* PROVIDED RECORDS *
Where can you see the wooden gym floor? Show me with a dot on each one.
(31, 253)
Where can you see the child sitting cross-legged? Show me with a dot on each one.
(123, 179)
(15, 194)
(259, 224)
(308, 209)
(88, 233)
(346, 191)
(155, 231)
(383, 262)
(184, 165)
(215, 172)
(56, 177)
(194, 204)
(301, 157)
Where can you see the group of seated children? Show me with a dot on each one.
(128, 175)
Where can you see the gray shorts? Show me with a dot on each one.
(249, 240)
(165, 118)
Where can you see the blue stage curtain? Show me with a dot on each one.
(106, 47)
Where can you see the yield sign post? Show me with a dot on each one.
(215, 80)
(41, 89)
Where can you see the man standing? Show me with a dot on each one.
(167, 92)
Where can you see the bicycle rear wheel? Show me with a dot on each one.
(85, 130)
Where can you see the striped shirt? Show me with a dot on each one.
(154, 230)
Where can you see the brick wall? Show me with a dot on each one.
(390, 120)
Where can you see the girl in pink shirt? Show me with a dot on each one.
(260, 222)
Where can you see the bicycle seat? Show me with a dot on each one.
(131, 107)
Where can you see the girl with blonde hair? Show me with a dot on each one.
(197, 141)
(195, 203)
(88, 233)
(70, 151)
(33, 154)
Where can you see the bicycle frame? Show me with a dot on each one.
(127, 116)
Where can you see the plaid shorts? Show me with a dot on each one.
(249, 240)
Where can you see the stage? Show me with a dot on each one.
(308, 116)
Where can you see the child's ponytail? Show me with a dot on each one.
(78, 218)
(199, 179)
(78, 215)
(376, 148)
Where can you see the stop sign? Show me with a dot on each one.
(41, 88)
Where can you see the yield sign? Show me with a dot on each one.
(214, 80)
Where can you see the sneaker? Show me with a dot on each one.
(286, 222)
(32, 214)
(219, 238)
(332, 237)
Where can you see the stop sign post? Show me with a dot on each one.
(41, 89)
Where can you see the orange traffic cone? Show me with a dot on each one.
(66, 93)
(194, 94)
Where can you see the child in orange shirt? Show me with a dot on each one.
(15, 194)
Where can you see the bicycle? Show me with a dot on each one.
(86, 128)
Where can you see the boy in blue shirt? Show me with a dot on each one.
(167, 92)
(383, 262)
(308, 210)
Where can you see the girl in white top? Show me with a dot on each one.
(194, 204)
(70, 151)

* ACTIVITY *
Print the data in full, with each line exactly as given.

* EXERCISE RESPONSE *
Where can you see the wooden gym floor? Show me with a dot on each one.
(31, 253)
Where can you see the child sitting cross-legged? Show me with a dot on each one.
(123, 179)
(15, 194)
(259, 224)
(308, 209)
(88, 233)
(346, 191)
(155, 231)
(383, 262)
(184, 165)
(215, 172)
(56, 177)
(194, 204)
(301, 157)
Where can you see the group of seated children? Show me with a dot on each one.
(128, 175)
Where can you see the gray shorts? Show me with a dot on each one.
(249, 240)
(165, 118)
Where can you see the blue stage curtain? Show me with a dot on each one.
(106, 47)
Where can you see the yield sign post? Show me with a dot on each one.
(215, 80)
(41, 89)
Where can you see the man standing? Show me with a dot on each one.
(167, 92)
Where can you see the bicycle rear wheel? Show me with a dot on each one.
(85, 130)
Where can you see the striped shirt? Show me with a dot on each one.
(154, 230)
Where can you see the brick wall? Show me with a dot on each one.
(390, 120)
Where can you see the girl in pink shirt? Show me with a dot on each one.
(260, 222)
Where can you see the bicycle seat? Show me with a dot on each one.
(131, 107)
Where can you see the girl with blonde hair? Show me with a dot on each one.
(197, 141)
(195, 203)
(88, 233)
(70, 151)
(33, 154)
Where can you see the bicycle frame? Show me with a dot on each one.
(127, 116)
Where can you see the plaid shorts? Show me with a dot on each one.
(249, 240)
Where can you see the stage? Show me with a dot on each one.
(308, 116)
Where can you see the child's ponytail? Show me with a dot on each one.
(78, 218)
(199, 179)
(78, 215)
(376, 148)
Where can you see the stop sign? Show me with a dot on each one.
(41, 88)
Where can you see the yield sign? Show me with a dot on each one.
(214, 80)
Where can you see the sneaker? Show me with a dot on each one.
(286, 222)
(32, 214)
(219, 238)
(332, 237)
Where can you see the stop sign post? Show me with a dot on each one.
(41, 89)
Where can you see the orange traffic cone? Show me with a dot on each one.
(66, 93)
(194, 94)
Where can you see the child in orange shirt? Show me with a dot on each one.
(15, 194)
Where can you see the bicycle? Show me with a dot on each one.
(86, 128)
Where can you see the boy in blue shirt? Show me with a dot on each one.
(167, 92)
(383, 262)
(308, 210)
Where can you see the girl in white top? Show me with a dot on each one.
(194, 204)
(70, 151)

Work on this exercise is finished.